Request
Write out each entry again. Keep every word exactly as it is.

Material shown

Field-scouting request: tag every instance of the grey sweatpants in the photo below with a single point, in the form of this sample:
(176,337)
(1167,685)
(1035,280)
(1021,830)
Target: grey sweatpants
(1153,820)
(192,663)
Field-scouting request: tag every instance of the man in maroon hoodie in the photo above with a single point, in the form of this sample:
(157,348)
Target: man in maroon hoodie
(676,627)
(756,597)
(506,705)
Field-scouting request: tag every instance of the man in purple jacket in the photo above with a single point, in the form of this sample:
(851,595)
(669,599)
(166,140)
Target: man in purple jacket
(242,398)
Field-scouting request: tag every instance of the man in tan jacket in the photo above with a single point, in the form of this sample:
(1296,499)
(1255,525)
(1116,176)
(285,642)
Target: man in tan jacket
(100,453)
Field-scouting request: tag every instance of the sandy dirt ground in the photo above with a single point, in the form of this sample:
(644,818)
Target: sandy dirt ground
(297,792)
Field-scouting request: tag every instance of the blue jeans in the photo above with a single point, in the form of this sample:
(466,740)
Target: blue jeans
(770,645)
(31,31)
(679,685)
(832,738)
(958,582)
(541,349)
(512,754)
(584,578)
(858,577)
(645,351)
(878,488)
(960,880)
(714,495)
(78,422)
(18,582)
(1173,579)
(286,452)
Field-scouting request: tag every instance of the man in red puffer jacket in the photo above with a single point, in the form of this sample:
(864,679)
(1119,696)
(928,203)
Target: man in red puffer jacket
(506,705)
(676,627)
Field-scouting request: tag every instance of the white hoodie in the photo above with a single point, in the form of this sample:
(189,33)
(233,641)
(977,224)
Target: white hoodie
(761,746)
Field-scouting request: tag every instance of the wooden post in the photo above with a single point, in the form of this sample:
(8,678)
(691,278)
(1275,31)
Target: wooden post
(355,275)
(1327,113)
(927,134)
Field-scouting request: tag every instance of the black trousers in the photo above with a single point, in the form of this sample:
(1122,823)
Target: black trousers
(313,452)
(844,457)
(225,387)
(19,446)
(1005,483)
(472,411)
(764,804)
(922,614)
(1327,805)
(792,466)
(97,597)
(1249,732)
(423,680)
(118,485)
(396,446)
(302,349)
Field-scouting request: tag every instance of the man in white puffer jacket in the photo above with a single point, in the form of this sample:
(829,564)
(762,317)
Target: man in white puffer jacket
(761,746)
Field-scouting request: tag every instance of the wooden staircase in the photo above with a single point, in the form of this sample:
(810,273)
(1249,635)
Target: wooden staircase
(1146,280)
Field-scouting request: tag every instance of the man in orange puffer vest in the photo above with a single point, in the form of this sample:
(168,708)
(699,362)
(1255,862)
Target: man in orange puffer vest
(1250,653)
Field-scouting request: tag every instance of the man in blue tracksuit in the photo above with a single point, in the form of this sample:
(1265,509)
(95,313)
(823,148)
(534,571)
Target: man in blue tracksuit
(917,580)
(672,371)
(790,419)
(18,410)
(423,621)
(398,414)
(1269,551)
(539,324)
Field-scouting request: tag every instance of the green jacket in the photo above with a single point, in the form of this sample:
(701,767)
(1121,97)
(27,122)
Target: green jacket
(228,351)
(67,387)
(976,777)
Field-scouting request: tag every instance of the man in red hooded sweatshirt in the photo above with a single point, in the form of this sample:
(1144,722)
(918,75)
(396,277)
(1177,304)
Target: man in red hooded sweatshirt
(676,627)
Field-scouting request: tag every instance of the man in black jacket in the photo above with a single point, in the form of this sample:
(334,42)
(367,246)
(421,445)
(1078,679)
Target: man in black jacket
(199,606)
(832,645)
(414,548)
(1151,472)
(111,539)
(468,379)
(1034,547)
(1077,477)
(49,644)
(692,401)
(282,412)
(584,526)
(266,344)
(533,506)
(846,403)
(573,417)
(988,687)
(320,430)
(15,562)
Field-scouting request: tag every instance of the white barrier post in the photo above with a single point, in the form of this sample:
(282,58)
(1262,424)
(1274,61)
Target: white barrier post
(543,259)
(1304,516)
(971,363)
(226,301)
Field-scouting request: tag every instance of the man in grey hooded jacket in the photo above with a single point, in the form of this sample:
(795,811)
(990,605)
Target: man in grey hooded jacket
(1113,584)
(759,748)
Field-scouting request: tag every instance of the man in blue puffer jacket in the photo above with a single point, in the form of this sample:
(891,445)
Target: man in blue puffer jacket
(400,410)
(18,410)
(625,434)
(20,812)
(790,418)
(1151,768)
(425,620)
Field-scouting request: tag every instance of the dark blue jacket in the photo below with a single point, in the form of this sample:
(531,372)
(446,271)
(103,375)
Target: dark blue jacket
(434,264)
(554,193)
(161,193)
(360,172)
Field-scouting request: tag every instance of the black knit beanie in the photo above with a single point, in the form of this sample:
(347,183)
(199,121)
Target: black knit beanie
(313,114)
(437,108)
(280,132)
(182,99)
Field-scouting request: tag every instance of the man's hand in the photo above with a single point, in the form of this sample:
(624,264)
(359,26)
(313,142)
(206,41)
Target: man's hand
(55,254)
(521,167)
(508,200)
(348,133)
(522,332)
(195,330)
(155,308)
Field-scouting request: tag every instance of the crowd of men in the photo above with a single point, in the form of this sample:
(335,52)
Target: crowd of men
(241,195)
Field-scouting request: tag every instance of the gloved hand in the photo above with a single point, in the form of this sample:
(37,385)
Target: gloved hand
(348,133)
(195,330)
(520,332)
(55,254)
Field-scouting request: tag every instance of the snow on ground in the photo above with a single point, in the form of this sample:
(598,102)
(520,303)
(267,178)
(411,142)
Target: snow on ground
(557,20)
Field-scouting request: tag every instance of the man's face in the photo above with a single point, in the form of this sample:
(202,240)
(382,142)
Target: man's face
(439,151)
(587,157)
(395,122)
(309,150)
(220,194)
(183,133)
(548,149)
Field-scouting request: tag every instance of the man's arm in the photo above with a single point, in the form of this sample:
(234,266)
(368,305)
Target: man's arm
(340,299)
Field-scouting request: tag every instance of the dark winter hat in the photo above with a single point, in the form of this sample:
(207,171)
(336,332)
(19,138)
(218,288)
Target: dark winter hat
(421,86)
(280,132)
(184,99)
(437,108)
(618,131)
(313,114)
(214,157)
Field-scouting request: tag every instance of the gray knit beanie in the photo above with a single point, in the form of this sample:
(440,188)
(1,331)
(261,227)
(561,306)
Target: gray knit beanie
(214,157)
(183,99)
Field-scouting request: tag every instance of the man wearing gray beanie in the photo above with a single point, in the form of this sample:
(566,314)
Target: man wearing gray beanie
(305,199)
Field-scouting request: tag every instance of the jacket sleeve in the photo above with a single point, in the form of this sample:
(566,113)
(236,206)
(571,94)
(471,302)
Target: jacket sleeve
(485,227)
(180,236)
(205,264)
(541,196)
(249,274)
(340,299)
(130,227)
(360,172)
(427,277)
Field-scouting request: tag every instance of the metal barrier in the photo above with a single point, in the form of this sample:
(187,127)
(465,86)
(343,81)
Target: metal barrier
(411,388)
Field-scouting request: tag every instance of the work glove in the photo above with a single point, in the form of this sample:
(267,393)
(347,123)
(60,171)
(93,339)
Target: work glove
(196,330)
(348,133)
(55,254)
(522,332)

Exercise output
Field-scouting request: tag every instance of the grey sweatpants in the photo below with a single point, in the form of this sample:
(176,337)
(1167,685)
(1035,280)
(1021,830)
Target: grey sweatpants
(1153,820)
(192,663)
Field-scouting request: tag every instance of the man in maroon hoodie in the photo above with a single point, in the form of this sample:
(157,348)
Target: man in maroon hoodie
(676,627)
(756,597)
(506,705)
Field-scouting request: tag every instance of the man in purple jacket in the photo above with a single point, in the form of this sample:
(851,595)
(669,599)
(166,140)
Target: man in purple jacket
(242,398)
Field-scouting request: tag every instance of the man in tan jacket in the photo above with a single point, in the form of this sample:
(1296,499)
(1255,525)
(1116,176)
(285,642)
Target: man in tan jacket
(100,453)
Field-scouting request: tag every instance of the sandy dirt ground in the photo above with a single point, in the form of this sample:
(644,818)
Target: sandy dirt ground
(297,792)
Field-scouting request: tag every instance of the blue jeans in the photo above with a single point, in the form of this sample:
(466,740)
Target: blue jeans
(770,645)
(31,31)
(679,685)
(832,738)
(958,582)
(541,349)
(512,754)
(584,578)
(858,577)
(645,351)
(878,488)
(960,880)
(714,495)
(78,422)
(18,582)
(1173,579)
(286,452)
Field-scouting request: tag every instance of the man in red puffer jacket in the photo above with a single point, in the form of this sample:
(864,679)
(1119,696)
(928,203)
Target: man in red puffer jacket
(506,705)
(676,627)
Field-scouting request: tag every instance of the white hoodie in the photo above with a single point, in the form of this sample:
(189,33)
(233,641)
(977,224)
Target: white hoodie
(761,746)
Field-scouting request: tag every instance of the wooden post in the photo above with a single point, in the form of this sample:
(8,678)
(691,278)
(1275,31)
Target: wooden post
(355,275)
(1327,113)
(927,134)
Field-scouting request: tag every instance of the black trousers in the photo above with a single point, in the form of this sample:
(1122,823)
Target: black trousers
(313,452)
(844,457)
(225,387)
(19,446)
(1005,483)
(472,411)
(764,804)
(922,614)
(1327,805)
(792,466)
(97,597)
(1249,732)
(423,680)
(118,485)
(396,446)
(302,349)
Field-scouting request: tag every instance of the man in white puffer jacket in the photo above with a single point, in the form of this sample:
(829,564)
(762,317)
Target: man in white puffer jacket
(761,746)
Field-scouting request: tag every instance of the wooden staircase in the photo above with a single point, in the form of this sample:
(810,273)
(1249,635)
Target: wooden staircase
(1146,280)
Field-scouting request: tag every instance of the man in orange puffer vest in the photo above with a single point, in the form of this sample:
(168,708)
(699,362)
(1255,862)
Target: man in orange puffer vest
(1250,653)
Field-scouting request: tag every instance of the man in blue tracksuit in the photo above with a single point, in the form of this sample:
(1265,509)
(95,313)
(823,148)
(534,571)
Target: man in blue tracksuit
(917,580)
(672,371)
(790,419)
(18,410)
(423,621)
(398,414)
(1269,551)
(539,324)
Field-scouting request: tag every instance of the green jacket in the photo above with a single point, in the form of this sample:
(701,767)
(1121,97)
(27,122)
Target: green jacket
(228,351)
(67,387)
(976,777)
Field-scouting request: tag every instance of the man in red hooded sweatshirt in the photo above with a single point, in the form of this sample:
(1144,722)
(918,75)
(396,277)
(1177,304)
Target: man in red hooded sweatshirt
(676,627)
Field-scouting request: tag every instance of the man in black jacket in the photo above with a single point, in the form of this sample:
(334,42)
(367,246)
(421,445)
(1078,679)
Target: man in black jacket
(199,606)
(832,645)
(414,548)
(1151,472)
(111,539)
(468,379)
(1034,547)
(1077,477)
(49,644)
(692,401)
(282,412)
(584,526)
(266,344)
(533,506)
(846,403)
(573,417)
(988,687)
(320,430)
(15,562)
Field-scouting request: tag every instance of the white barrier post in the photo above with a single point, in the form of this sample:
(282,58)
(1262,424)
(1274,61)
Target: white barrier post
(543,259)
(1304,516)
(971,363)
(226,301)
Field-scouting request: tag every instance of the man in grey hooded jacket in the photo above with a single point, in the form of this sample:
(795,811)
(990,605)
Target: man in grey hooded jacket
(1113,584)
(759,748)
Field-scouting request: tag every instance of the man in blue puffer jacket in the photo above with a single point, in the form of this sample:
(891,445)
Target: man in blue puffer jacket
(400,410)
(18,410)
(625,434)
(20,812)
(790,418)
(1151,768)
(425,620)
Field-scouting request: tag every instance of the dark blue jacket in the photo below with a single point, in the form of this sample:
(531,372)
(446,271)
(103,375)
Target: dark blue jacket
(434,264)
(554,193)
(161,193)
(360,172)
Field-scouting request: tag every instance of the black knit beanie in the photo above with a single point, in the form of this sample:
(347,183)
(199,121)
Target: black knit beanie
(313,114)
(437,108)
(280,132)
(182,99)
Field-scouting request: tag every instance of the man's hand in the photo above with a single point, in the form of this sample:
(624,264)
(359,26)
(313,142)
(206,41)
Target: man's hand
(55,254)
(521,167)
(508,200)
(348,133)
(522,332)
(195,330)
(155,308)
Field-scouting request: tag every instance of the crowd of men in the photo above with a single point, in the form of this sample:
(335,52)
Target: crowd of men
(241,195)
Field-scouting request: tag every instance of the gloved hand in the photo above with a single point, in the form of this sample:
(37,385)
Target: gloved hand
(348,133)
(195,330)
(520,332)
(55,254)
Field-scouting request: tag every instance of the snow on ground in the photo above with a single point, in the form of this sample:
(598,102)
(520,303)
(267,178)
(411,142)
Target: snow on ground
(557,20)
Field-scouting request: tag every instance of the man's face in the photo above with a single point, in the form of this sample:
(202,240)
(382,142)
Target: man's face
(439,151)
(587,157)
(395,122)
(309,150)
(220,194)
(183,133)
(548,149)
Field-scouting request: tag every instance of the man's arm in the photo above with a single point, in the form of this sample:
(234,266)
(368,305)
Target: man's arm
(340,299)
Field-scouting request: tag every instance of the dark winter hat in the photo above with a single point, in the form of this sample:
(207,171)
(336,332)
(19,138)
(218,288)
Target: dark winter hat
(421,86)
(280,132)
(184,99)
(437,108)
(618,131)
(313,114)
(214,157)
Field-scouting request: tag every instance of the gray knit beanie in the photo above with a single point, in the form of this sample:
(440,188)
(1,331)
(261,227)
(561,306)
Target: gray knit beanie
(214,157)
(183,99)
Field-scouting request: tag every instance of the man wearing gray beanie in the photo above with a single point, in the form of this sample:
(566,314)
Target: man wearing gray beanie
(305,199)
Field-scouting request: tag every instance of the jacket sleeve in the photo above with a single point, in the form of this sample:
(566,113)
(236,206)
(571,94)
(471,302)
Target: jacket sleeve
(485,227)
(180,236)
(205,264)
(541,196)
(249,274)
(340,299)
(130,227)
(360,172)
(427,277)
Field-scouting request: tag every instance of the metal barrier in the photo above with a single point, in the form of this sample:
(187,127)
(465,86)
(343,81)
Target: metal barrier
(411,388)
Field-scouting request: tag every instance of the work glove in the photo above with a single point, in the form of this sample:
(267,393)
(347,123)
(60,171)
(93,339)
Target: work glove
(196,330)
(348,133)
(55,254)
(522,332)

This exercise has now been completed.